DATA EXCERPTS —
-=-=-

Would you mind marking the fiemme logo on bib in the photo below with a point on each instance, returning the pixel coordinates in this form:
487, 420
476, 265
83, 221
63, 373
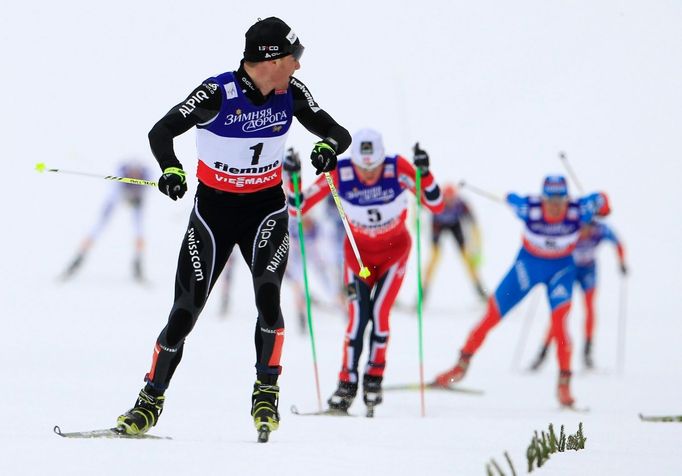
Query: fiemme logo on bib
256, 120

-=-=-

Please recast the records above as a numbered list, one line per item, with blank lines and pictures left out.

1. Would you mind marking the fiemme logo on bib in the photo below with a point on each instance, returning the pixel coordinates in this form:
2. 487, 420
3. 476, 265
4. 83, 221
5. 63, 373
6. Query: fiemme logo on bib
7. 256, 120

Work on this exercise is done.